* _TÂCHE 1_
Reproduisez à l'identique le passage du texte sur l'intégration des personnes handicapées qui va de « Les besoins sociaux » jusqu'à « structures qu’elle propose. » inclus.

* _TEXTE FOURNI_

Les besoins sociaux restent énormes dans le secteur des personnes handicapées. Notre société intègre encore beaucoup trop peu la préoccupation du handicap dans son fonctionnement quotidien, dans les services qu’elle organise, dans l’accueil et les structures qu’elle propose.

 

Dans la vie ordinaire, ce sont souvent des problèmes d’accès et de fonctionnement qui font obstacle à l’intégration de la personne handicapée. Elle doit pouvoir accéder à une diversité d’offres correspondant au mieux à ses attentes. Le quotidien des personnes handicapées est truffé de difficultés pratiques ou de réalités non adaptées à leur handicap. La mobilité pose problème. L’accès matériel aux services publics les plus communs peut poser problème. L’exercice d’une activité professionnelle ou simplement l’accès à l’emploi est problématique. Même l’environnement familier est source de difficultés. On pourrait multiplier les exemples. Certes, la préoccupation de la personne handicapée dans l’organisation de la vie en société a fait de nets progrès. Mais la situation reste largement insuffisante et le combat est quotidien. L’enjeu est évidemment d’abord culturel : comment faire en sorte que cette préoccupation soit présente partout ? Comment l’intégrer dès la conception des services et initiatives que l’on met en place ? Comment permettre aux personnes handicapées d’avoir accès à tous les services et aides dont dispose l’ensemble des citoyens ? Privilégier l’accueil et la participation des personnes handicapées dans les services ordinaires est un préalable à une réelle intégration. Les services d’aides familiales l’intègrent-ils ? Et les services « Population » des administrations communales ? L’aménagement du territoire est-il conçu en tenant compte des réalités des personnes handicapées ? Les transports en commun sont-ils adaptés ? Autant de questions que l’on peut multiplier et qui démontrent l’ampleur du travail qui reste à accomplir pour améliorer la qualité de l’accueil des services de proximité. D’un point de vue global, une réflexion et une action spécifiques doivent donc être menées par l’ensemble des opérateurs de services pour apporter des solutions adéquates en milieu « ordinaire », comme on dit. Le rôle des organismes publics ou parastataux comme l’Agence wallonne pour l’intégration des personnes handicapées (AWIPH) doit donc rester résiduaire, c’est-à-dire porter sur ce qui n’est pas pris en charge par les services ordinaires.

* _TÂCHE 2_
Renvoyez à l'identique les lignes du listing, depuis son début jusqu'à la ligne contenant « point(662, 670) » incluse, en laissant les images de côté.

[Enregistrements de pointage d'objets sur photos]
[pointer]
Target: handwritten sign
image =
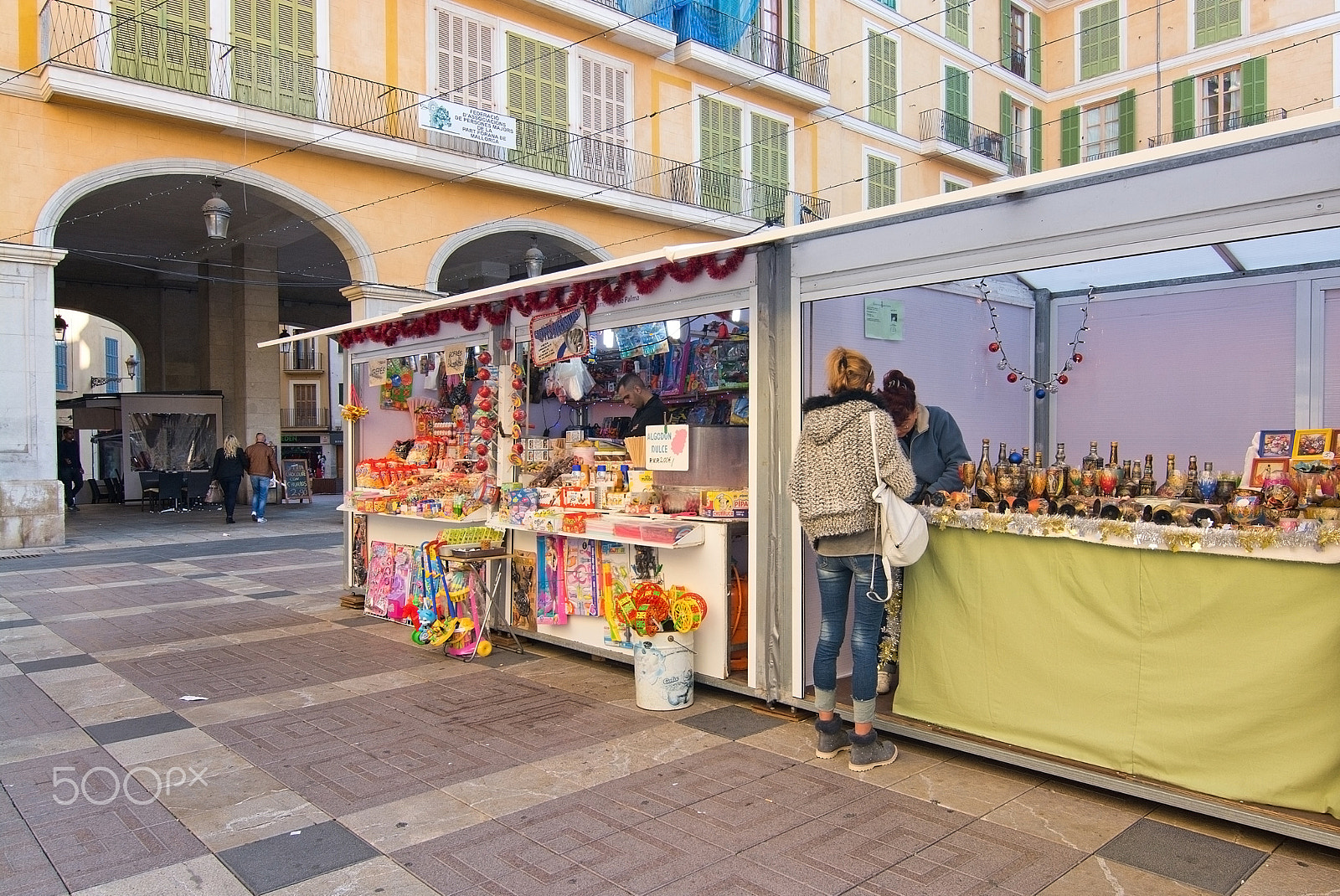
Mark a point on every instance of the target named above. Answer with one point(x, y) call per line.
point(468, 122)
point(667, 448)
point(884, 319)
point(558, 337)
point(298, 481)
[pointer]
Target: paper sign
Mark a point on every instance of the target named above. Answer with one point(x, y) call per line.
point(468, 122)
point(667, 448)
point(559, 337)
point(884, 319)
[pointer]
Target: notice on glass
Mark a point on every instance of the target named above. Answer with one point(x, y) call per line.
point(884, 319)
point(667, 448)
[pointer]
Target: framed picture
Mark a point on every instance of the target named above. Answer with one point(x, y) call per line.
point(1264, 466)
point(1310, 445)
point(1276, 444)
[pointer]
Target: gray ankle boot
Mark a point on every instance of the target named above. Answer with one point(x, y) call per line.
point(832, 739)
point(868, 752)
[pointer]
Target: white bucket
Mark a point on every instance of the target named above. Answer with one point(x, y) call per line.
point(662, 670)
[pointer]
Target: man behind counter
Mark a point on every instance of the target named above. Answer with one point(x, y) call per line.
point(649, 410)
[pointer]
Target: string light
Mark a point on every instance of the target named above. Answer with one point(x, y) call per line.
point(1040, 388)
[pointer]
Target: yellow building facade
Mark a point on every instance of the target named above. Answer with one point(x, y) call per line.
point(373, 154)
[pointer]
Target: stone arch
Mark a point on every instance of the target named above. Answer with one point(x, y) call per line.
point(587, 250)
point(352, 244)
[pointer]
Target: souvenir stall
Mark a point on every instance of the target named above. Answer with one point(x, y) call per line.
point(471, 507)
point(1152, 611)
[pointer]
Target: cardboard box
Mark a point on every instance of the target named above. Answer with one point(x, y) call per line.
point(729, 504)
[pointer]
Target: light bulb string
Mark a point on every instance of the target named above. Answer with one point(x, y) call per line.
point(1056, 378)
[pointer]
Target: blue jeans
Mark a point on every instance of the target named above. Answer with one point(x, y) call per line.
point(260, 491)
point(835, 585)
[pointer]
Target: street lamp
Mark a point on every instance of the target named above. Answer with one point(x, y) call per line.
point(131, 363)
point(533, 259)
point(216, 214)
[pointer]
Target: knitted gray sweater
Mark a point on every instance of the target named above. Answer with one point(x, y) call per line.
point(832, 474)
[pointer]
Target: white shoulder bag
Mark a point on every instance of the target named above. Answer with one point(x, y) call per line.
point(901, 529)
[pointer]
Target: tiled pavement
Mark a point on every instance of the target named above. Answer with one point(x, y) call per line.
point(330, 755)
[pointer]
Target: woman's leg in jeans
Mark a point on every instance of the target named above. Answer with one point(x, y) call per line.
point(864, 638)
point(834, 596)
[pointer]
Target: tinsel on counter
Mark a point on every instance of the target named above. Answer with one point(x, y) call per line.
point(1143, 534)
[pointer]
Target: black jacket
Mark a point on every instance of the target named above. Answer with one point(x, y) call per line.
point(228, 467)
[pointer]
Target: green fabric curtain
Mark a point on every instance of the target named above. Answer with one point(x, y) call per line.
point(1209, 672)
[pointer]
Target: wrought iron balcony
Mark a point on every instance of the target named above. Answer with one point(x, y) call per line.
point(704, 24)
point(82, 38)
point(1219, 127)
point(305, 418)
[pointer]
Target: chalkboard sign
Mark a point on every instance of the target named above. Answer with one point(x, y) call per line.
point(298, 481)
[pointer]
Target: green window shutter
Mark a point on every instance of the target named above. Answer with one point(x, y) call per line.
point(1253, 91)
point(1071, 136)
point(1126, 122)
point(720, 154)
point(956, 20)
point(1035, 49)
point(1100, 39)
point(956, 106)
point(770, 165)
point(1005, 28)
point(538, 98)
point(1036, 134)
point(881, 183)
point(884, 80)
point(1183, 109)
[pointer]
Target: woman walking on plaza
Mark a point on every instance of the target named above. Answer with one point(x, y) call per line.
point(831, 481)
point(229, 465)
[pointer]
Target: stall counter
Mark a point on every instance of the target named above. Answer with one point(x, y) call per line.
point(1210, 672)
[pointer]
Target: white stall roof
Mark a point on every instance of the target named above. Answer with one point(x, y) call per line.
point(1286, 250)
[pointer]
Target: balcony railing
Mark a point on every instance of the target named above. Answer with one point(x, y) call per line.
point(744, 39)
point(305, 361)
point(960, 131)
point(305, 418)
point(1219, 127)
point(84, 38)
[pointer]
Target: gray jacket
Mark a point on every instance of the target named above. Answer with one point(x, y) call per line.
point(834, 473)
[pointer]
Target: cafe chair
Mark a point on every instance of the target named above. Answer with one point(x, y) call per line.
point(149, 489)
point(172, 487)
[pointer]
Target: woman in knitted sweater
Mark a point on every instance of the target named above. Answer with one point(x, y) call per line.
point(831, 481)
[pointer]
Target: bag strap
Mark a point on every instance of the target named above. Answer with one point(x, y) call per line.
point(879, 518)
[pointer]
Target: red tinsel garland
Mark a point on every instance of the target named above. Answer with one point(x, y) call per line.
point(589, 294)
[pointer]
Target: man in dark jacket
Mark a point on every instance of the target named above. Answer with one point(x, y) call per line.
point(69, 466)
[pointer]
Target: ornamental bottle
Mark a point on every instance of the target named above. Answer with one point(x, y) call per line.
point(1147, 482)
point(985, 476)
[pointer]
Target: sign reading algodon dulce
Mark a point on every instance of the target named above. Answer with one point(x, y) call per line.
point(468, 122)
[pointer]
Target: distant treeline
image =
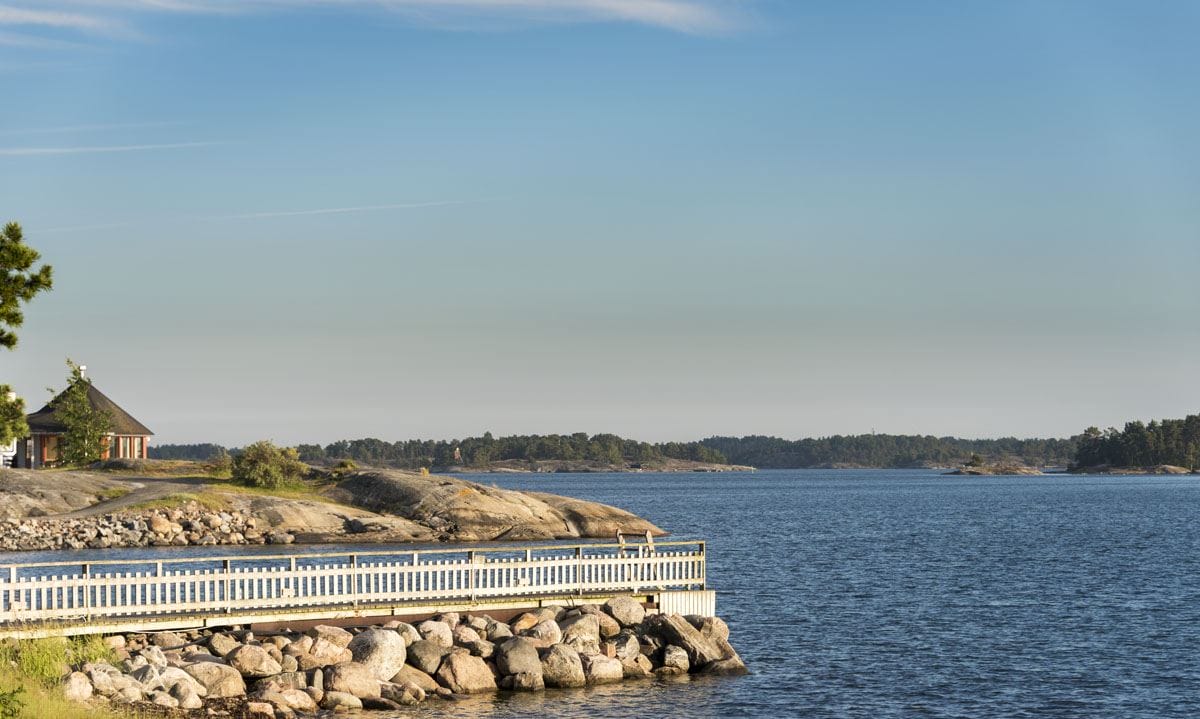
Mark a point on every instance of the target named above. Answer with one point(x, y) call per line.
point(199, 453)
point(475, 451)
point(889, 450)
point(1167, 442)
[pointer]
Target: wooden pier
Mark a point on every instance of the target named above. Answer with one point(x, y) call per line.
point(61, 598)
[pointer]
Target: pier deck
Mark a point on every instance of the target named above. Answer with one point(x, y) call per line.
point(60, 598)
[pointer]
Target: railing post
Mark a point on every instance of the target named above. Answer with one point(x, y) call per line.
point(228, 582)
point(471, 574)
point(87, 591)
point(579, 568)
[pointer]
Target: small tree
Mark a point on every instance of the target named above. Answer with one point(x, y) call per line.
point(263, 465)
point(18, 285)
point(87, 427)
point(12, 417)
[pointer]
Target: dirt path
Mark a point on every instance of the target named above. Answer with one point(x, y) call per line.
point(142, 489)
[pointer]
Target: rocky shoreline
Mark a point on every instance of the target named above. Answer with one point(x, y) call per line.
point(388, 666)
point(371, 507)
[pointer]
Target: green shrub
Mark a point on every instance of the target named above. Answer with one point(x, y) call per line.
point(221, 463)
point(11, 703)
point(263, 465)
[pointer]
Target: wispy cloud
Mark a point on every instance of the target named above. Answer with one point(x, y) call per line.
point(100, 149)
point(263, 215)
point(684, 16)
point(339, 210)
point(71, 129)
point(52, 18)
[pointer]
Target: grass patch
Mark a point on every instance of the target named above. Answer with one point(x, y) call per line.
point(292, 490)
point(208, 499)
point(113, 493)
point(30, 672)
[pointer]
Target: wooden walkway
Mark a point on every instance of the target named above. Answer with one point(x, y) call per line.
point(129, 595)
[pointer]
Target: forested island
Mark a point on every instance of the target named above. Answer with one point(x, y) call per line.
point(1161, 444)
point(1138, 447)
point(537, 453)
point(612, 453)
point(891, 451)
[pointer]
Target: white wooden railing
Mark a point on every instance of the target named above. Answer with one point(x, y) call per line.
point(192, 586)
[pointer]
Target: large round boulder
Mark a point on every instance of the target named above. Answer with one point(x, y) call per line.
point(517, 655)
point(352, 678)
point(381, 651)
point(582, 634)
point(463, 673)
point(220, 681)
point(436, 631)
point(601, 670)
point(252, 660)
point(426, 655)
point(627, 610)
point(561, 666)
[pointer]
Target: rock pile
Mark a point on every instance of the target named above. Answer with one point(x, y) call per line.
point(397, 664)
point(189, 525)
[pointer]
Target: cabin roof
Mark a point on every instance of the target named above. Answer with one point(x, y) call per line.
point(46, 419)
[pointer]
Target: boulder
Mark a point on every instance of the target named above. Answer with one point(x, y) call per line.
point(411, 675)
point(253, 660)
point(219, 679)
point(714, 628)
point(517, 655)
point(324, 652)
point(676, 658)
point(673, 629)
point(601, 670)
point(258, 709)
point(336, 701)
point(173, 676)
point(561, 666)
point(334, 635)
point(186, 696)
point(582, 634)
point(498, 631)
point(77, 687)
point(167, 640)
point(465, 635)
point(426, 655)
point(525, 622)
point(300, 646)
point(627, 610)
point(545, 634)
point(298, 700)
point(627, 646)
point(403, 693)
point(463, 673)
point(436, 631)
point(352, 678)
point(609, 627)
point(162, 699)
point(730, 665)
point(381, 651)
point(408, 633)
point(637, 667)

* _RÉSULTAT ATTENDU 1_
Les besoins sociaux restent énormes dans le secteur des personnes handicapées. Notre société intègre encore beaucoup trop peu la préoccupation du handicap dans son fonctionnement quotidien, dans les services qu’elle organise, dans l’accueil et les structures qu’elle propose.

* _RÉSULTAT ATTENDU 2_
[pointer]
Target: handwritten sign
image =
Mark a point on every instance of the target named above. Answer with one point(x, y) call per line.
point(468, 122)
point(667, 448)
point(884, 319)
point(558, 337)
point(298, 481)
[pointer]
Target: paper sign
Mark a point on every instance of the target named above. Answer with one point(x, y) call per line.
point(468, 122)
point(667, 448)
point(559, 337)
point(884, 319)
[pointer]
Target: notice on glass
Mark a point on every instance of the target named above. Answer with one point(x, y) call per line.
point(884, 319)
point(667, 448)
[pointer]
Target: framed picture
Mark a point on every instance of the target named above. Answer with one point(x, y) call per line.
point(1264, 466)
point(1310, 445)
point(1276, 444)
[pointer]
Target: gray ankle boot
Mark a point on every instance of the target named above. Answer with one point(x, y) call per line.
point(832, 739)
point(868, 752)
[pointer]
Target: white bucket
Mark a point on every instance of the target named above. Answer with one point(x, y) call per line.
point(662, 670)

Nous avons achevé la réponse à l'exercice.